Из письма, приведенного X. Карпентером:

» По сути своей я — хоббит (во всем, кроме размеров). Я люблю сады, деревья, не изуродованный машинами сельский пейзаж, курю трубку, обожаю простую сытную еду, а к французской кухне отношусь с подозрением; я люблю вышитые жилеты и осмеливаюсь их носить даже в наше скучное время. Я без ума от грибов, юмору меня незамысловатый, я рано укладываюсь спать и поздно встаю. И мало путешествую.»

Хэмфри Карпентер

Из книги » Толкиен: биография»

В Оксфорде нет кладбища для католиков, кроме небольшого участка, специально выделенного на общественном кладбище в Волверкотте. Тому, кто захочет попасть туда, придется проделать долгий путь на окраину города за кольцевую автостраду, где кончаются ряды магазинов, чтобы оказаться, наконец, перед высокими железными воротами. Войдя в них, он минует церковь и, двигаясь мимо рядов других могил, придет к участку, где на большинстве надгробий видны польские имена. Это католическая часть кладбища, и тут похоронены в основном эмигранты. Многие надгробия украшены фотографиями и цветистыми эпитафиями. И необычно выглядит на их фоне простая плита из серого корнуэльского гранита с довольно странной надписью:

Эдит Мэри Толкиен, Лучиэнь (1889-1971)
--
#### [ЧТО НУЖНО СДЕЛАТЬ]
(A) Из какого камня сделана плита с надписью «Эдит Мэри Толкиен, Лучиэнь» в отрывке о Толкиене?
(B) Допишите, пожалуйста, следующую часть отрывка о Толкиене, начиная сразу после надписи на плите.

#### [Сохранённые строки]
--
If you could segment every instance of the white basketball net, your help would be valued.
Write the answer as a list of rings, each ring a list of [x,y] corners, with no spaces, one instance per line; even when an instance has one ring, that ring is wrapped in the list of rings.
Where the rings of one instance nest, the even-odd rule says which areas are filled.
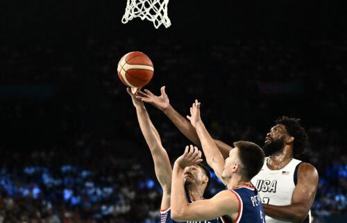
[[[126,24],[135,17],[153,22],[155,28],[161,24],[166,28],[171,26],[167,16],[169,0],[127,0],[126,8],[121,22]]]

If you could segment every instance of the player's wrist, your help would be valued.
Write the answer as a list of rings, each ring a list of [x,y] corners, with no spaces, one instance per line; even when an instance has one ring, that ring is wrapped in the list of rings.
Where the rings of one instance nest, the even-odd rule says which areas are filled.
[[[160,110],[164,113],[167,114],[172,110],[173,108],[170,104],[168,104],[167,106],[162,108]]]
[[[203,126],[203,122],[201,119],[198,119],[196,122],[195,122],[195,125],[196,126]]]

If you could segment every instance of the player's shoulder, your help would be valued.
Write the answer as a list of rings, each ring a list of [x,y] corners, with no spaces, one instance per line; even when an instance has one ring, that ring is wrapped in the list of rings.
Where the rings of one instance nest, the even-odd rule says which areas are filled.
[[[226,210],[238,210],[239,199],[237,193],[233,190],[224,190],[217,194],[213,199],[219,206]]]
[[[318,178],[318,172],[313,165],[303,162],[298,168],[298,175],[303,177]]]

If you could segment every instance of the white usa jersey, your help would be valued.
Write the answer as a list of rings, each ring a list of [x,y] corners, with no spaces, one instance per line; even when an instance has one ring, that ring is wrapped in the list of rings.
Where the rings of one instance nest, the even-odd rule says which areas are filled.
[[[252,179],[251,182],[258,190],[263,204],[290,205],[291,195],[297,183],[298,167],[302,162],[294,158],[281,170],[271,170],[266,165],[268,159],[269,157],[265,158],[262,170]],[[267,215],[265,216],[265,220],[266,223],[285,222]],[[303,222],[310,222],[310,220],[311,211]]]

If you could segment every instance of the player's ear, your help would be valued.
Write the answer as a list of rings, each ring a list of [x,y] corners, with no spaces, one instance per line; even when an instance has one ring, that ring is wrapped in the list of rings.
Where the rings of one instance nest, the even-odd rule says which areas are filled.
[[[287,140],[287,144],[291,144],[294,142],[294,138],[293,136],[290,136]]]
[[[237,169],[239,169],[239,165],[237,163],[235,163],[231,170],[231,172],[236,172]]]

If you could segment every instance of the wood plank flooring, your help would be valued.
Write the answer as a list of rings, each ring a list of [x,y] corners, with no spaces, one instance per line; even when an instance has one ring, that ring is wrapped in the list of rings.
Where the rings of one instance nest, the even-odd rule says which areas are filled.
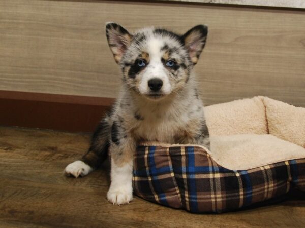
[[[65,167],[87,149],[89,136],[0,127],[0,227],[305,227],[305,196],[221,214],[194,214],[135,197],[106,198],[109,166],[78,179]]]

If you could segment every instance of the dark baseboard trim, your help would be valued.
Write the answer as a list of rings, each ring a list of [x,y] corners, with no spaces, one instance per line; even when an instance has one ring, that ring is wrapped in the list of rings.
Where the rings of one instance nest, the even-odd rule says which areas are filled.
[[[0,91],[0,125],[92,132],[114,98]]]

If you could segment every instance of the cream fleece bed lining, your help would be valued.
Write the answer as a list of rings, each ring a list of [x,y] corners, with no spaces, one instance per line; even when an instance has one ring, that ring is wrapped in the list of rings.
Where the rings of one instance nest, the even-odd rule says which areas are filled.
[[[208,106],[206,119],[210,151],[198,145],[143,145],[202,147],[219,165],[232,170],[305,158],[304,108],[255,97]]]

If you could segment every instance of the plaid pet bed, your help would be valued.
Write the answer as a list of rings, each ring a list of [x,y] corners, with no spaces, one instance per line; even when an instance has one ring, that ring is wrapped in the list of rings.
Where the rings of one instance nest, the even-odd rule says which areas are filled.
[[[231,170],[197,146],[138,146],[134,193],[192,212],[222,212],[286,193],[305,191],[305,159],[248,170]]]

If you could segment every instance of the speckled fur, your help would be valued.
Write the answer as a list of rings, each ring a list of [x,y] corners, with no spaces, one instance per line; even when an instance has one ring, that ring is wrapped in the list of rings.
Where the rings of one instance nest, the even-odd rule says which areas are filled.
[[[205,44],[207,28],[198,25],[183,35],[154,28],[131,34],[110,22],[106,34],[123,72],[122,89],[81,160],[94,169],[109,146],[112,168],[107,196],[110,202],[120,204],[132,199],[130,170],[136,145],[140,141],[209,147],[203,105],[192,73]],[[174,63],[170,67],[170,60]],[[144,67],[139,66],[139,61]],[[163,83],[157,92],[148,83],[156,78]]]

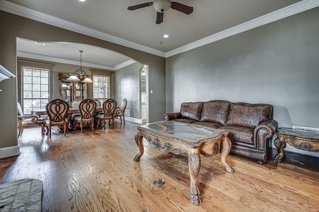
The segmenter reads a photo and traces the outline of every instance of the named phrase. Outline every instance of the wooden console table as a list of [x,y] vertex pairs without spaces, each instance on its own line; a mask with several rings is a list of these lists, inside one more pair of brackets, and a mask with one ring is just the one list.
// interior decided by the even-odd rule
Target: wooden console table
[[222,144],[221,162],[227,172],[231,173],[235,172],[227,161],[231,147],[230,140],[227,137],[227,131],[172,121],[140,126],[138,129],[135,141],[140,152],[134,158],[135,161],[139,161],[144,152],[143,138],[158,150],[177,155],[188,154],[190,202],[196,206],[202,202],[197,186],[200,168],[200,153],[205,157],[212,157],[219,152],[220,145]]
[[286,143],[303,150],[319,152],[319,133],[280,128],[276,132],[276,134],[277,137],[274,141],[274,144],[278,151],[274,158],[274,161],[276,162],[281,162]]

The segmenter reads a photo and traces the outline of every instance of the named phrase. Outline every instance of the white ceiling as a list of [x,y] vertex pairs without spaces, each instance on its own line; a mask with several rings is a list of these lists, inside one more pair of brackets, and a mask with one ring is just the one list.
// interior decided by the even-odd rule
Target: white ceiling
[[[165,57],[319,4],[318,0],[176,0],[193,6],[193,13],[170,8],[157,24],[153,6],[127,9],[148,1],[152,0],[0,0],[0,9]],[[163,38],[165,34],[169,37]],[[101,68],[116,70],[119,64],[130,63],[125,56],[87,45],[33,43],[20,40],[20,55],[43,55],[78,64],[82,50],[83,63]]]

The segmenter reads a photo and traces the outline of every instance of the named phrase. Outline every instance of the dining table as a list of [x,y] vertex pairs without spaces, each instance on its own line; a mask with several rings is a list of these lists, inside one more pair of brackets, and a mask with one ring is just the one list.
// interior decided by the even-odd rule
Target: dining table
[[[102,107],[98,107],[95,109],[95,114],[98,114],[100,112],[103,112],[103,108]],[[45,116],[47,115],[47,113],[46,113],[46,110],[32,110],[31,113],[32,115],[37,115],[39,117],[40,117],[41,116]],[[68,111],[68,124],[67,130],[70,129],[74,129],[74,124],[73,123],[73,115],[74,114],[80,113],[80,109],[78,107],[69,107],[69,110]],[[95,121],[94,121],[94,127],[96,127],[98,124],[98,121],[95,118]],[[61,126],[62,129],[63,129],[63,126]],[[46,129],[46,132],[45,133],[46,135],[48,134],[48,126],[45,126],[45,128]],[[60,129],[61,129],[61,128]],[[63,131],[63,130],[62,130]]]

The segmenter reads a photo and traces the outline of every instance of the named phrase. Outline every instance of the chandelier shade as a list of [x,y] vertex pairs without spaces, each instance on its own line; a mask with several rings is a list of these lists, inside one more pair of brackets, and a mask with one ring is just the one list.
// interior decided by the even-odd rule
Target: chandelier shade
[[[89,76],[86,74],[86,72],[85,72],[85,71],[82,69],[82,53],[83,51],[82,50],[80,50],[79,52],[81,53],[81,65],[80,68],[75,71],[74,73],[71,74],[71,75],[67,79],[67,80],[71,81],[79,81],[80,80],[82,80],[83,77],[85,77],[85,78],[83,80],[83,82],[85,83],[93,83],[93,81],[89,78]],[[80,78],[78,77],[77,75],[78,75]]]

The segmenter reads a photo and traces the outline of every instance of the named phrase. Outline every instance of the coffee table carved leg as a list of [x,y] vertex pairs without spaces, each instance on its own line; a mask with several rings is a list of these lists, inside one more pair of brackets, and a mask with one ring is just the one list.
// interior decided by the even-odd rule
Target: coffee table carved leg
[[198,149],[188,150],[188,168],[190,176],[190,202],[198,206],[201,203],[201,197],[197,186],[200,168],[200,157]]
[[136,156],[134,158],[134,160],[135,161],[140,161],[140,158],[141,158],[141,156],[142,156],[144,153],[144,146],[143,146],[143,136],[140,136],[138,133],[137,133],[137,134],[135,135],[135,142],[139,147],[140,152],[137,155],[136,155]]
[[224,136],[222,145],[220,161],[224,165],[226,170],[230,173],[235,172],[235,169],[233,166],[227,162],[227,156],[229,154],[231,148],[231,141],[227,136]]
[[276,163],[280,163],[281,159],[284,157],[284,148],[285,147],[285,138],[278,137],[274,141],[274,145],[277,149],[278,153],[274,158],[274,161]]

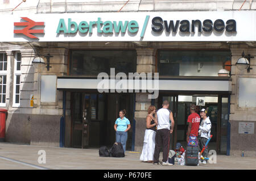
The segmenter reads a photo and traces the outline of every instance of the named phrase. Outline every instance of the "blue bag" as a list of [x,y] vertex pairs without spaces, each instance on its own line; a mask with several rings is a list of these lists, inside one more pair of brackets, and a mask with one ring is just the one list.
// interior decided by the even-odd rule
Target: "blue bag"
[[188,146],[198,146],[198,141],[197,138],[195,134],[191,134],[189,135],[189,138],[188,139]]

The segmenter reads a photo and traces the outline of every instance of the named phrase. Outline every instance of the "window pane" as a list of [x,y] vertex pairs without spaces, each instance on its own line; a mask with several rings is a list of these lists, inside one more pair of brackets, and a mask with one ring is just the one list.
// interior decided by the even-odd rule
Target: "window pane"
[[20,61],[21,60],[21,53],[17,53],[17,61]]
[[3,85],[3,94],[6,93],[6,86]]
[[7,54],[4,53],[3,61],[7,62]]
[[19,103],[19,95],[15,96],[15,103]]
[[97,76],[100,73],[136,72],[135,50],[77,50],[72,53],[71,74]]
[[3,84],[6,84],[6,75],[3,75],[2,80]]
[[159,51],[160,75],[217,77],[231,53],[224,51]]
[[16,92],[15,93],[19,94],[19,85],[16,86]]
[[3,70],[7,70],[7,62],[3,62]]
[[20,70],[20,62],[17,62],[16,70]]

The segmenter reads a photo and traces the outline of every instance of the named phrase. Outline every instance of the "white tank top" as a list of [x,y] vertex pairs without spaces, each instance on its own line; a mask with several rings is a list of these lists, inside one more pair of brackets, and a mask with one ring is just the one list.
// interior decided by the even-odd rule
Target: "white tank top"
--
#### [ОТВЕТЫ НА ЗАДАНИЯ]
(A) Из серого корнуэльского гранита.

(B)
Джон РоналдРуэл Толкиен, Берен (1892-1973) 2

Эта плита выглядит неожиданно, на фоне столь любимого Толкиеном сельского пейзажа Англии, но в то же время она не слишком отлична от созданных руками человека мест, где он провел большую часть своих дней. Так, даже и теперь, в конце, у скромной могилы на общественном кладбище перед нами все то же противоречие между обыденной жизнью, которую он вел, и необыкновенным воображением, создавшим удивительную мифологию.

Откуда оно, это воображение, населившее Средиземье эльфами, орками и хоббитами? Каков источник этого изумительного видения, которое изменило жизнь мало кому известного ученого? И почему это видение так поражает воображение и так близко бесчисленным читателям во всем мире?

Сам Толкиен оставил бы эти вопросы без ответа, и, конечно, в такой книге, как эта, на них не ответишь. Он не любил биографий. И, наверное, был прав. Настоящая его биография — это «Хоббит», «Властелин Колец», «Сильмариллион», на страницах этих книг рассказана вся правда о нем.

Но по крайней мере он мог бы позволить эпитафию. Через четыре дня после смерти Толкиена была отслужена траурная месса в скромной новой церкви, которую он часто посещал. Молитвы и евангельские чтения были подобраны его сыном Джоном, который отслужил мессу вместе со старым другом Толкиена отцом Фрэнсисом Морганом и священником. Не было организовано никакой траурной церемонии или чтения отрывков из его книг. Однако, когда спустя несколько недель американские поклонники Толкиена устроили в Калифорнии посвященную его памяти церемонию, на ней была прочитана притча «Лист Найгла». 3 Быть может, он не счел бы это неуместным.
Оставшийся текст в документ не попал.